- [Fragmento del documento]
------------------------------------------------------------
Noviembre de 1990, encontré a Pedro Portillo en el centro de San Salvador. Después de tanto año de conocernos, él pudo percibir en mí, un estado depresivo, una mezcla de tristeza, baja autoestima y mucho enojo. Pasaba por momentos muy duros. De inmediato me dijo que me fuera con él a su casa.
Aquella casa que muchos conocimos y pasamos inolvidables momentos, en los Planes de Renderos, camino a la Puerta del Diablo, donde vivía rodeado de sus antigüedades, artesanías, pinturas y un largo etcétera de cosas curiosas, incluido un San Simón que fumaba y salía por las noches a dar su vuelta por el vecindario. Su pinta era coherente con el entorno, sus orejas con un catálogo de aretes, su cola de hippie de San Francisco California, ya canosa, sus camisas flojas de manta, de preferencia blancas, sus collares y sus sandalias cerradas.
Y me leyó el tarot. No era la primera vez, pero sí la que lo tomaba en serio. Me dijo cosas que me elevaron el espíritu, tan golpeado en aquel momento y me hizo un augurio que se cumplió cinco meses después, con lujo de detalles. Verdaderamente asombroso. Aunque siempre supe, por mis clases de Visiones Científicas, con Teto Samour, que las estrellas son cúmulos de galaxias, ante una predicción tan asertiva, tuve que rendirme y dejar de lado la ciencia y disfrutar de la magia.
------------------------------------------------------------
- [Información mostrada]

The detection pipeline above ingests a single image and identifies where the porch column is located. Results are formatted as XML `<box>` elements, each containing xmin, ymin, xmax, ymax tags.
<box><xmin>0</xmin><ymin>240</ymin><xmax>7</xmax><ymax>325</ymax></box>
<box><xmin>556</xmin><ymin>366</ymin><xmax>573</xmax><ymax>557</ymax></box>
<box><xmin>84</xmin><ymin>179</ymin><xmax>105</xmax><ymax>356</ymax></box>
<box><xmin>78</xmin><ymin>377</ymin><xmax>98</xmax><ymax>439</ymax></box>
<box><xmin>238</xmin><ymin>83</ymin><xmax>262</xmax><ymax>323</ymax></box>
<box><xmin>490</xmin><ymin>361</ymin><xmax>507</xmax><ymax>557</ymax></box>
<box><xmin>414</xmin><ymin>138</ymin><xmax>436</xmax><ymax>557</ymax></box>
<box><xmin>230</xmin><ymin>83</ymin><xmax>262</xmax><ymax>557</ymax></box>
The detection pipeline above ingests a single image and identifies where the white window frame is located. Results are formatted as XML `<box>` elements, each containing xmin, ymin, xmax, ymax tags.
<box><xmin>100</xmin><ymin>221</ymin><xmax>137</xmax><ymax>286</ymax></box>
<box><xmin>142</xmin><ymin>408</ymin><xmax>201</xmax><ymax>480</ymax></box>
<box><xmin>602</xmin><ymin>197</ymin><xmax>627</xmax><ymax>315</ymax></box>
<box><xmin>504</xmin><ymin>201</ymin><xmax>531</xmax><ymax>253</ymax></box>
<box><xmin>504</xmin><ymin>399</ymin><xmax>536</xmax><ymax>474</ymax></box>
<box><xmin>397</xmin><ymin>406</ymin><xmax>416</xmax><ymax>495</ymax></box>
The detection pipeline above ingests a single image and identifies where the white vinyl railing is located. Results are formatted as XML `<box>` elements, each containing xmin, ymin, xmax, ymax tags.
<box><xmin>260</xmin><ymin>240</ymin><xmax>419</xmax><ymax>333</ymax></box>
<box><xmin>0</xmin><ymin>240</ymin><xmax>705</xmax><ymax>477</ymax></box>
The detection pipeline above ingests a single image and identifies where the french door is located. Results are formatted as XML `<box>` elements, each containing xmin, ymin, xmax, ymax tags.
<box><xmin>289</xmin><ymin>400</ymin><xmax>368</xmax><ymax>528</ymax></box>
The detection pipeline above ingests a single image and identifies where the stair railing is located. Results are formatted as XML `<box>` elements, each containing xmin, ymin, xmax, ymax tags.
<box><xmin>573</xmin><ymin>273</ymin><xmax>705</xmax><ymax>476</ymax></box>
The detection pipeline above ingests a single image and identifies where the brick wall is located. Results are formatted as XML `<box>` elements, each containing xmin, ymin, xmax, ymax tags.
------------------------------------------------------------
- [Ejercicio 1]
Responde con base en el texto sobre Pedro Portillo:
(a) ¿En qué mes y año ocurrió el encuentro con Pedro Portillo en el centro de San Salvador?
(b) ¿Dónde estaba la casa de Pedro Portillo?
(c) ¿Cuánto tiempo después se cumplió el augurio?
- [Ejercicio 2] Reanuda el texto sobre Pedro Portillo a partir de su última oración, por favor.

- [Espacio para responder 1]
(a) En noviembre de 1990.
(b) En los Planes de Renderos, camino a la Puerta del Diablo.
(c) Cinco meses después.

- [Espacio para responder 2]
Pero Pedro era más que eso. Sus obras pictóricas nos hablan de un mundo mágico ancestral; interpretan el Popol Vuj en imágenes maravillosas, tocaba las congas y otros instrumentos, elaboraba delicadas artesanías; pero lo más valioso de él era su don de gente. A todo el mundo hacía sentir que lo conocía de toda la vida, desde la primera vez que lo veía. Contaba historias geniales, como cuando fue a visitar a María Sabina, la sanadora mazateca del Estado de Oaxaca, México. Igual su vida en la California de los 70, cuando su padre lo retó a que, si era el Mesías, que caminara sobre las aguas de una fuente en el parque. No tenía bienes materiales, por decisión propia. Como un seguidor de Diógenes el Cínico, renunció a poseer más que su sabiduría. La fortuna lo puso en manos de una mujer que fue un ángel para sus últimos años, Roxana López de Portillo, quien lo cuidó amorosamente.
Así, llegó el día en que lo acompañamos a su partida a las dimensiones ignotas. No hubo tristezas. A Pedro se le celebra su vida y se acoge su muerte como otra de sus andanzas. Buen viaje Pedrito. Que San Simón te acompañe y los alebrijes de María Sabina te conduzcan hacia Xibalbá.